> _WORK REQUIRED_
Leave out the pictures and output the data verbatim.
Start of INPUT DATA
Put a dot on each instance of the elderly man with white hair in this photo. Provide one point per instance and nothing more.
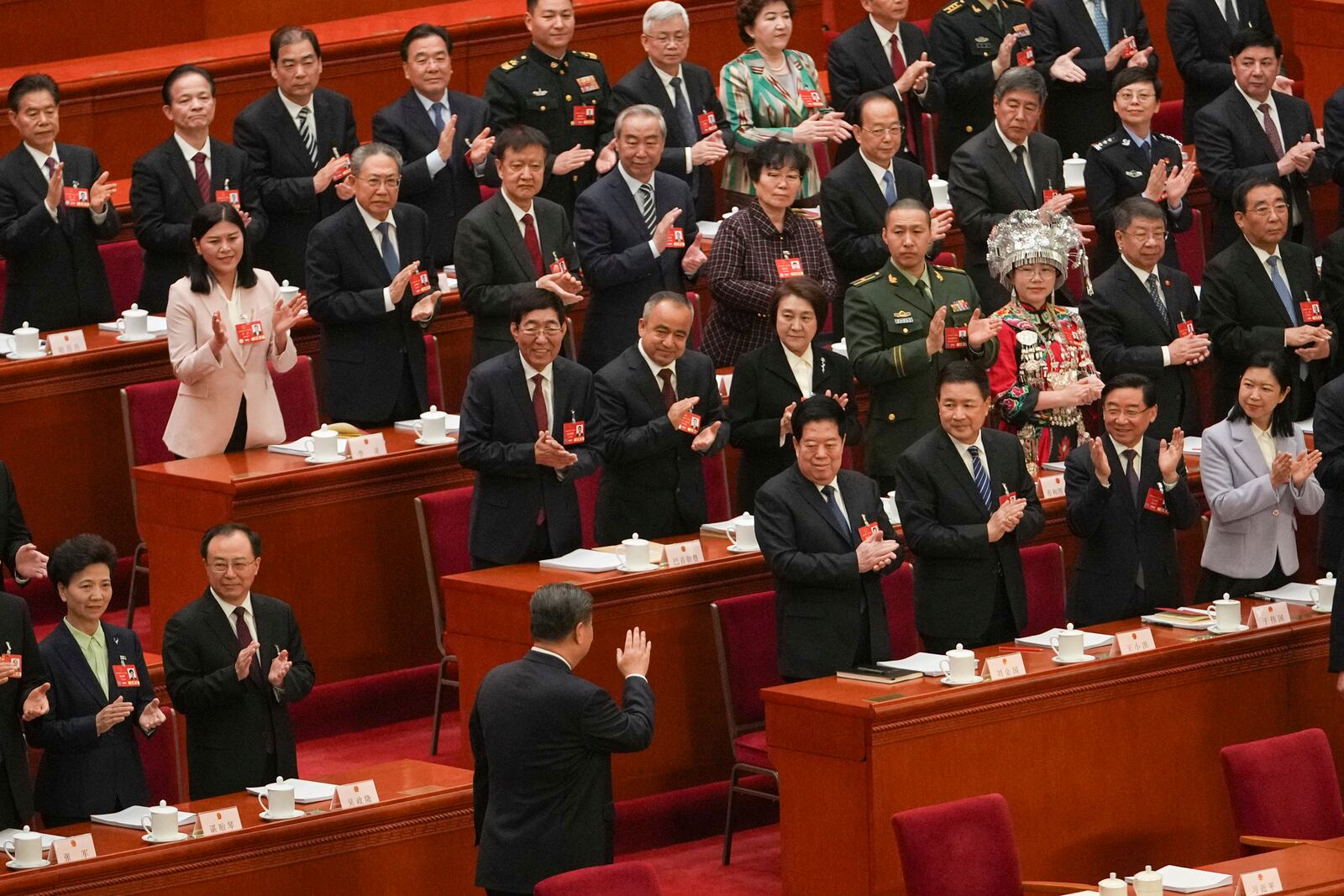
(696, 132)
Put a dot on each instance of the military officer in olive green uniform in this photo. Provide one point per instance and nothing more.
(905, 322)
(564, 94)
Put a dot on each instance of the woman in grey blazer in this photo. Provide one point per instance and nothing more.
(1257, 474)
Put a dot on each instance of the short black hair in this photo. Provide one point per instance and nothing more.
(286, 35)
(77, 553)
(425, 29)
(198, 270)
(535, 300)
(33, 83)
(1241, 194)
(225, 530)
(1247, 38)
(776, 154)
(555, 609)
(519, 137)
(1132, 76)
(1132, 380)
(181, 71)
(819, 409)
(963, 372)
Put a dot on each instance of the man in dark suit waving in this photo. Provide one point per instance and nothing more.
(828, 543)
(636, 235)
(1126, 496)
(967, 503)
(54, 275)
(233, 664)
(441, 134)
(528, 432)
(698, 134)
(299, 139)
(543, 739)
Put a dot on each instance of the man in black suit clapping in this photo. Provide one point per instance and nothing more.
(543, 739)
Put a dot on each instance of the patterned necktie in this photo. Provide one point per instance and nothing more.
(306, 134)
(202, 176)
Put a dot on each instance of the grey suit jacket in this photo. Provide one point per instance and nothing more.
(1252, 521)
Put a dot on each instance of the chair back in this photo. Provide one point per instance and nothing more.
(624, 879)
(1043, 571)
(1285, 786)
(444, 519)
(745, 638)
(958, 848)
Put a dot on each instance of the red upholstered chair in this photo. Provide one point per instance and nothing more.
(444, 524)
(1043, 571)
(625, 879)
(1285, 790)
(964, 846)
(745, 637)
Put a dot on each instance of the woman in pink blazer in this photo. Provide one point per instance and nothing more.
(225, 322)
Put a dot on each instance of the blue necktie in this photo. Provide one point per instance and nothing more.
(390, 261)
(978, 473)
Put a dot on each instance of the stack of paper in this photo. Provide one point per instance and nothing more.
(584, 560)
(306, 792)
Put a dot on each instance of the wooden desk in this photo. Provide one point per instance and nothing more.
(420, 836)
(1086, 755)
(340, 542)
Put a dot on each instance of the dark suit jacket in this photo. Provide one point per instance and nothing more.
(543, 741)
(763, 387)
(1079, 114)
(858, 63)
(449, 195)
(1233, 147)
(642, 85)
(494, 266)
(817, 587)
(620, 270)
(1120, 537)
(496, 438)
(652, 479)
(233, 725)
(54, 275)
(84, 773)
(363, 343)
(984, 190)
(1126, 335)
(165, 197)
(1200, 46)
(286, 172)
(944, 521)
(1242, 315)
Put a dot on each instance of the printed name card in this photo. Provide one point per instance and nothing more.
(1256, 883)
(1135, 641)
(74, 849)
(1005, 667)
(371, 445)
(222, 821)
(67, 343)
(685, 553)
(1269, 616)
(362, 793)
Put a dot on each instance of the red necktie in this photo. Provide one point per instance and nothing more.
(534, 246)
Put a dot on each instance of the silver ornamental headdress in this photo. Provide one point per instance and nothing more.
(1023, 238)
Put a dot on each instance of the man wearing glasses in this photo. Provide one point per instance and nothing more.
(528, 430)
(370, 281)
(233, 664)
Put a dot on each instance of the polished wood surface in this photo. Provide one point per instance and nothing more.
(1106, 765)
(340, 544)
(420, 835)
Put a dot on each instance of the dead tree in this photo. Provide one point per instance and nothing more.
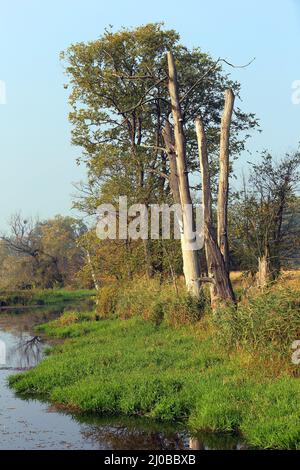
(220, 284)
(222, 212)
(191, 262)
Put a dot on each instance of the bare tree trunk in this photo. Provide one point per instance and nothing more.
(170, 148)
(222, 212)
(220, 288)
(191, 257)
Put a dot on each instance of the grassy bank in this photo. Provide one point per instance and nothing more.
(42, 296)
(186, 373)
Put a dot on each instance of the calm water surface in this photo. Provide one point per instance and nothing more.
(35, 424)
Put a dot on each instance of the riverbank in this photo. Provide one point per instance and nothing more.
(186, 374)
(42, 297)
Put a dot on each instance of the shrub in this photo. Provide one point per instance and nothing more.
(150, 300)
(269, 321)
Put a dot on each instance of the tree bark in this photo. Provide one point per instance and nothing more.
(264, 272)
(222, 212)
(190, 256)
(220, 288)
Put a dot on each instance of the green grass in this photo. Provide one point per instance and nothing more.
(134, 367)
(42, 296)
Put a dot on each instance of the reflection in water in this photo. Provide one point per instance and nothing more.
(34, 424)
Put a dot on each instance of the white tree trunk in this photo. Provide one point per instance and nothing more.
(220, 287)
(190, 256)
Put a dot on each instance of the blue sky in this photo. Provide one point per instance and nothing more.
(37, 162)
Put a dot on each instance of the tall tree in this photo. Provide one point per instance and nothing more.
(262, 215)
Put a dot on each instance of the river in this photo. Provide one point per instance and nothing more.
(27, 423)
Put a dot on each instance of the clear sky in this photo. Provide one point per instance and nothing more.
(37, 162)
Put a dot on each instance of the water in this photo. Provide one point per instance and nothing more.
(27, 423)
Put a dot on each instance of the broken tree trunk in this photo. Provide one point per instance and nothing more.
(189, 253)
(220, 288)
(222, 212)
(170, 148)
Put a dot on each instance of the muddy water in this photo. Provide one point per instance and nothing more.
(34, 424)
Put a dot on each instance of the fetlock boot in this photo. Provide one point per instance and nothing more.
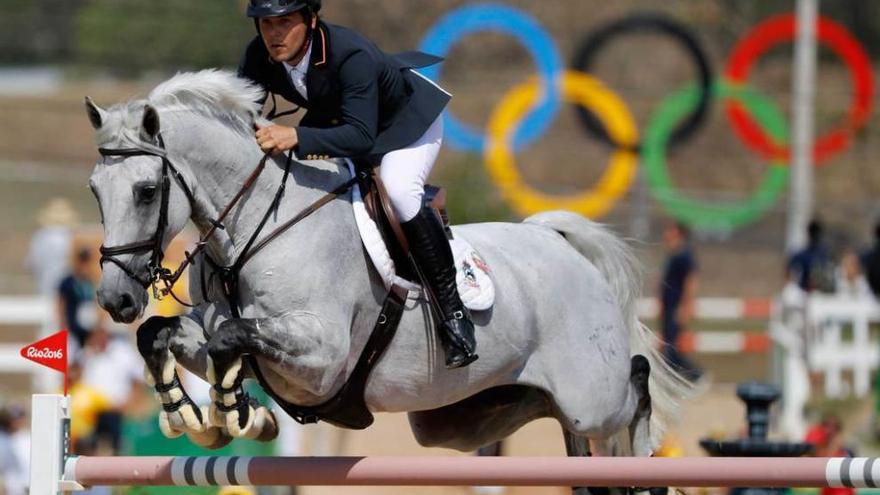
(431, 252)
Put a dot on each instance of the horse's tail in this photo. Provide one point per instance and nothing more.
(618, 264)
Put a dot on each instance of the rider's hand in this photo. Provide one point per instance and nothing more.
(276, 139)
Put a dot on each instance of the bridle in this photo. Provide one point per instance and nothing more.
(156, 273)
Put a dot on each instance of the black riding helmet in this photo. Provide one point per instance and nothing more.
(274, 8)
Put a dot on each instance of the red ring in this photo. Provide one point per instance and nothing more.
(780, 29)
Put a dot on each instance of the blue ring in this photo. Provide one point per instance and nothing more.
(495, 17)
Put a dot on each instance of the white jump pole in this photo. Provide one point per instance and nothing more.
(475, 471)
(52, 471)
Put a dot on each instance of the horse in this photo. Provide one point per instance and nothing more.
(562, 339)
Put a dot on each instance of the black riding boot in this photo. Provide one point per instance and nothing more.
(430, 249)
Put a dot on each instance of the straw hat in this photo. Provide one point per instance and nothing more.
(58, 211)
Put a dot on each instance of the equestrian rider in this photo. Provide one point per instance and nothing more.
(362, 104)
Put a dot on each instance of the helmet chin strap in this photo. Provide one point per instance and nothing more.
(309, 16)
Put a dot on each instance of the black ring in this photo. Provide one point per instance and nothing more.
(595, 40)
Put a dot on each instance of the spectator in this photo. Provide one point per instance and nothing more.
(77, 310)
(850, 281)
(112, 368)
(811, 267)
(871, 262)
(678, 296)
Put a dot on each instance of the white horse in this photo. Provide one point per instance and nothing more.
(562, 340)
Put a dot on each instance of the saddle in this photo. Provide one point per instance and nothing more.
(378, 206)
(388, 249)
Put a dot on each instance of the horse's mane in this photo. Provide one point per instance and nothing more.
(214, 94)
End of INPUT DATA
> _WRITTEN SOLUTION_
Put a dot on each instance of the elderly man with white hair in this photo. Provide one point per instance and nothing more.
(696, 132)
Put a dot on each instance of the military officer in olive green uniform in this photo. Provide one point per instance and nothing more.
(905, 322)
(564, 94)
Put a dot on each instance of the woman in grey blazer in this photo. Provide one point per instance and nothing more.
(1257, 474)
Put a dot on each instance of the short black hair in this photo. Provide one point per instance and nothing more.
(286, 35)
(77, 553)
(425, 29)
(198, 270)
(535, 300)
(33, 83)
(1241, 194)
(225, 530)
(1247, 38)
(776, 154)
(555, 609)
(519, 137)
(1132, 76)
(1132, 380)
(181, 71)
(819, 409)
(963, 372)
Put a dot on each instance of the man in dark suit waving in this photo. Provide one point per instance and nothing more.
(828, 543)
(636, 235)
(1126, 496)
(967, 503)
(54, 275)
(233, 664)
(441, 134)
(528, 432)
(698, 134)
(299, 139)
(543, 739)
Put a dot on each instance of the man in black suit clapping in this photo. Provide one point per instance and nothing more.
(543, 739)
Put a dot on each instance of the patterned necktie in this photo. Provide one point per instance and nothing more.
(306, 134)
(202, 176)
Put a dot on each instance of the grey suit jacket in this photo. Provide one point per instance and nothing more.
(1252, 521)
Put a dot on each instance of the chair back in this photo. Provide one point per instance and nothing more.
(624, 879)
(1043, 571)
(1285, 786)
(444, 519)
(745, 638)
(958, 848)
Put a dot on each instance of the red upholstered chair in this photo. Provide one point per instance and nothing more.
(444, 524)
(1043, 571)
(625, 879)
(1285, 790)
(964, 846)
(745, 637)
Put a dot on each instance of the woman in pink blazer in this photo. Provide one point per instance and nothing more.
(225, 322)
Put a dot on each instance of the blue necktie in this photo. Provide one point per instance and nothing more.
(390, 261)
(978, 473)
Put a dot on each instance of the stack of paper in this photo. Provide one point per instance and nothing more.
(584, 560)
(306, 792)
Put a dot on each instance of the wooden desk in this photo. Provide one point per instance and nothing more.
(420, 836)
(1086, 755)
(340, 542)
Put a dot on each instance of the dark suit jacket in this photo. Provide one point per instance and nothing more.
(543, 741)
(763, 387)
(1079, 114)
(858, 63)
(449, 195)
(1233, 147)
(642, 85)
(494, 266)
(817, 587)
(620, 270)
(1120, 537)
(496, 438)
(652, 479)
(233, 725)
(54, 275)
(84, 773)
(363, 343)
(984, 190)
(1126, 335)
(165, 197)
(1200, 46)
(286, 172)
(944, 521)
(1242, 315)
Put a dot on each instance of the printed name card in this photo. Provide one point per instance and nothing more.
(1256, 883)
(1135, 641)
(74, 849)
(1005, 667)
(371, 445)
(222, 821)
(67, 343)
(685, 553)
(1269, 616)
(362, 793)
Put a dot on each instance of the red necktie in this photo. Provide one point per instance and nothing more.
(534, 246)
Put a dot on each instance of the silver ornamental headdress in this photo. Provide one point per instance and nothing more.
(1023, 238)
Put a dot on each instance of the man wearing glasses in this photo. Provide one point per instance and nothing more.
(528, 430)
(370, 281)
(233, 664)
Put a dot on each instance of the polished wood surface in this photo. Provide one point per instance and nothing more.
(1106, 765)
(340, 544)
(420, 835)
Put a dot on each instance of the dead tree in this photo. Provide one point per instance and nothing more.
(220, 284)
(222, 212)
(191, 262)
Put a dot on each instance of the bare tree trunk in this photo. Provide one point per instance and nothing more.
(170, 148)
(222, 212)
(220, 288)
(191, 257)
Put a dot on each instance of the grassy bank in this photo. Provide one point per instance and nothing more.
(42, 296)
(186, 373)
Put a dot on each instance of the calm water surface in this photo. Provide one point per instance and nothing more.
(35, 424)
Put a dot on each instance of the riverbank in this photo. Provide one point per instance and nothing more.
(186, 374)
(42, 297)
Put a dot on each instance of the shrub in this photo. Provide one point per instance and nothing more.
(150, 300)
(269, 321)
Put a dot on each instance of the tree bark in this photo. Provide one point per instance and nothing more.
(264, 272)
(222, 212)
(190, 256)
(220, 288)
Put a dot on each instance of the green grass in this photo. Provide one point per instance and nothing more.
(134, 367)
(42, 296)
Put a dot on each instance of the reflection in water in this photo. Provide one point per instance and nothing more.
(34, 424)
Put a dot on each instance of the white tree trunk in this photo. Provide one point per instance and nothing more.
(220, 287)
(190, 256)
Put a dot on each instance of the blue sky in this photo. Provide one point per instance and nothing more.
(37, 162)
Put a dot on each instance of the tall tree in this photo. Provide one point per instance and nothing more.
(262, 215)
Put a dot on each instance of the river in this photo. Provide one point per instance and nothing more.
(27, 423)
Put a dot on each instance of the clear sky in this photo. Provide one point per instance and nothing more.
(37, 162)
Put a dot on each instance of the water in this photo. Provide one point per instance and nothing more.
(27, 423)
Put a dot on each instance of the broken tree trunk in this photo. Provide one point per instance and nothing more.
(189, 253)
(220, 288)
(222, 212)
(170, 148)
Put a dot on each instance of the muddy water in this photo. Provide one point per instance and nothing more.
(34, 424)
Put a dot on each instance of the fetlock boot in this photo. Provide one point per instance and nothing more.
(431, 252)
Put a dot on each instance of the horse's tail in this photo. Provide one point per instance and nothing more.
(618, 264)
Put a dot on each instance of the rider's hand in this photo. Provide one point per instance and nothing more.
(276, 139)
Put a dot on each instance of the bridle in this photo. Provide one point per instance and nothing more.
(156, 273)
Put a dot on each instance of the black riding helmet in this photo. Provide one point per instance and nothing more.
(274, 8)
Put a dot on each instance of the red ring in this photo. Provide one point per instance and nothing more.
(780, 29)
Put a dot on each instance of the blue ring in this photo. Provide one point per instance and nothing more.
(495, 17)
Put a dot on each instance of the white jump pole in this photo. Provide one point per instance and nothing more.
(475, 471)
(52, 471)
Put a dot on each instance of the horse in this photo. Provide one point per instance and nothing more.
(562, 339)
Put a dot on each instance of the black riding boot in this photo. Provide one point per instance and nothing more.
(430, 249)
Put a dot on each instance of the straw hat in this photo. Provide one point per instance and nothing more.
(58, 211)
Put a dot on each instance of the equestrian rider in this photo. Provide one point per instance and nothing more.
(362, 104)
Put a dot on each instance of the helmet chin strap in this photo. Provide one point per instance and nothing more.
(309, 16)
Put a dot on each instance of the black ring in this photo. Provide one point per instance and nothing more.
(595, 40)
Put a dot on each instance of the spectator in this photo. Provide one point per instance and nothing more.
(77, 310)
(850, 281)
(112, 368)
(811, 267)
(871, 262)
(678, 296)
Put a dot on each instance of the white horse in this photo. Provide one point per instance and nothing more.
(562, 340)
Put a dot on each instance of the saddle in this photo. Provide one point per instance and nothing more.
(378, 206)
(388, 249)
Put a dot on each instance of the horse's mane in this photo. Provide one point per instance and nothing more.
(214, 94)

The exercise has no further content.